-- BEGIN Stored data --
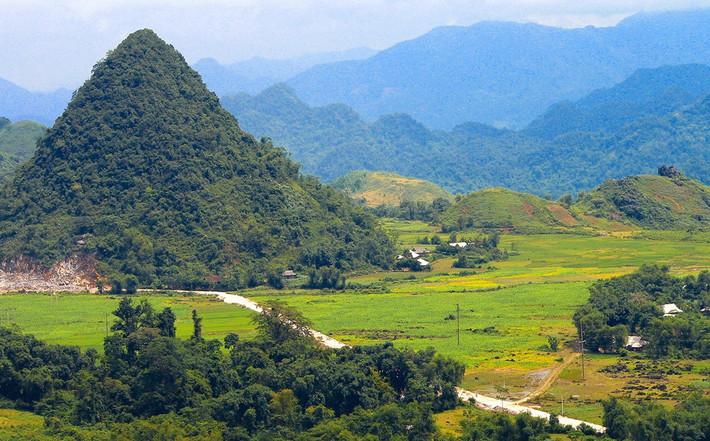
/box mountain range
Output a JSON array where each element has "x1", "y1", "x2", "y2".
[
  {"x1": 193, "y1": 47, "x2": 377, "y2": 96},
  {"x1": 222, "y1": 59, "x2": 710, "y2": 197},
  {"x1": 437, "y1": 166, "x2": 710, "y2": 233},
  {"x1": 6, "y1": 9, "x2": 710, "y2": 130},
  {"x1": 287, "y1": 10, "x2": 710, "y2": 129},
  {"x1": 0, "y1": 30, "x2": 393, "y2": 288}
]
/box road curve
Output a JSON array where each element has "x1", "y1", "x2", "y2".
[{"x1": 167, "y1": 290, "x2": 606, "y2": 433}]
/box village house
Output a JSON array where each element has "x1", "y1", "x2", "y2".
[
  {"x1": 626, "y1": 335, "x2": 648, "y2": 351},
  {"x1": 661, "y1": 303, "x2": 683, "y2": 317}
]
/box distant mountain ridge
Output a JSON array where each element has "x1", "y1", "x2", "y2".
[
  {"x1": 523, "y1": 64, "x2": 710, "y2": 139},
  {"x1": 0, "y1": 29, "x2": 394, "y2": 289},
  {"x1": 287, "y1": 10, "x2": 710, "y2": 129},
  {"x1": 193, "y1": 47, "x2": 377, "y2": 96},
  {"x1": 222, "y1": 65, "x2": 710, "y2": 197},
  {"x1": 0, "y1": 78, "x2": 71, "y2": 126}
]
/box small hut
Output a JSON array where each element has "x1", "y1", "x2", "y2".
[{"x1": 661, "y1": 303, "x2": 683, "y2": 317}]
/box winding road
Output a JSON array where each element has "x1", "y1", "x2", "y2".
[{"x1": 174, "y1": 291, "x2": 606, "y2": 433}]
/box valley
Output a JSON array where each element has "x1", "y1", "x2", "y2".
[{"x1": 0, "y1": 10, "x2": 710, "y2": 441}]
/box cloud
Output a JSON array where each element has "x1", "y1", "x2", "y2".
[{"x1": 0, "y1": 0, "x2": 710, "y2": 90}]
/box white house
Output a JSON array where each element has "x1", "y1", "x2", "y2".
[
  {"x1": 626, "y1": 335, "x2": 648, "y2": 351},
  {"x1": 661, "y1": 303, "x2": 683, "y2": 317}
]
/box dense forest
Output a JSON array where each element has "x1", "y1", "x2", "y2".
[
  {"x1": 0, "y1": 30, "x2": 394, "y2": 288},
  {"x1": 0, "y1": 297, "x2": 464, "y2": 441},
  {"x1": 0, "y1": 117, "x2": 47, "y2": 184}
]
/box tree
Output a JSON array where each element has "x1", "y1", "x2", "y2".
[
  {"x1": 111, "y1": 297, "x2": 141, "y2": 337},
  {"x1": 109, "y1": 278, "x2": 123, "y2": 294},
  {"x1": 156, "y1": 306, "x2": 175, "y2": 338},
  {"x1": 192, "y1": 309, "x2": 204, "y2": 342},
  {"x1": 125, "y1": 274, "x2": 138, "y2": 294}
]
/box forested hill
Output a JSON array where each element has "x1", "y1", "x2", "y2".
-- END Stored data --
-- BEGIN Stored data --
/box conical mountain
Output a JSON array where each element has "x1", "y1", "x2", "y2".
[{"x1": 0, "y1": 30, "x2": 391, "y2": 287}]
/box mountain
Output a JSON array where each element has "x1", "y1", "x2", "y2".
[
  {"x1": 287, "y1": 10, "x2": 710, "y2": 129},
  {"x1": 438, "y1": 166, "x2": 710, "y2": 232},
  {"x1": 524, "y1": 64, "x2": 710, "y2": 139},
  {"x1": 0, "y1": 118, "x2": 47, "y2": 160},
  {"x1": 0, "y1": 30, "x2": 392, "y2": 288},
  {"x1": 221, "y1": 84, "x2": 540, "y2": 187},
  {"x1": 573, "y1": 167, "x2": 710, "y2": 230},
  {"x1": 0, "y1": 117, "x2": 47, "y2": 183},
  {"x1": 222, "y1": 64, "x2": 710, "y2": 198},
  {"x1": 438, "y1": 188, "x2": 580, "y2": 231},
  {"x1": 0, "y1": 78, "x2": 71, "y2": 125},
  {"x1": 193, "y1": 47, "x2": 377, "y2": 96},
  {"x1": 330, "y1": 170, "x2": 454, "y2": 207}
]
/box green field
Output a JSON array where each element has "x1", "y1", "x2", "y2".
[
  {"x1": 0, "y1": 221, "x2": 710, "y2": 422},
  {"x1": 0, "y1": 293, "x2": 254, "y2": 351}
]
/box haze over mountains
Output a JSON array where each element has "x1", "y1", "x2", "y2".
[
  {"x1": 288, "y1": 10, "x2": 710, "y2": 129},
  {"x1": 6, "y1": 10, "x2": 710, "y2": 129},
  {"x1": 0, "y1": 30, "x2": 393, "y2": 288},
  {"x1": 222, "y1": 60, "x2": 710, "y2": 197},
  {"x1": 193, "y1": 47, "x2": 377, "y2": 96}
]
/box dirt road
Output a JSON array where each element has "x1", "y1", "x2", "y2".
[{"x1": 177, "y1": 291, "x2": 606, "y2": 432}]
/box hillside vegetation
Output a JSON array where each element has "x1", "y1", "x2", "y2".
-- END Stored data --
▶ Given request
Collect every line of the records that contains the word "road".

▶ Full response
/box road curve
/box winding road
/box dirt road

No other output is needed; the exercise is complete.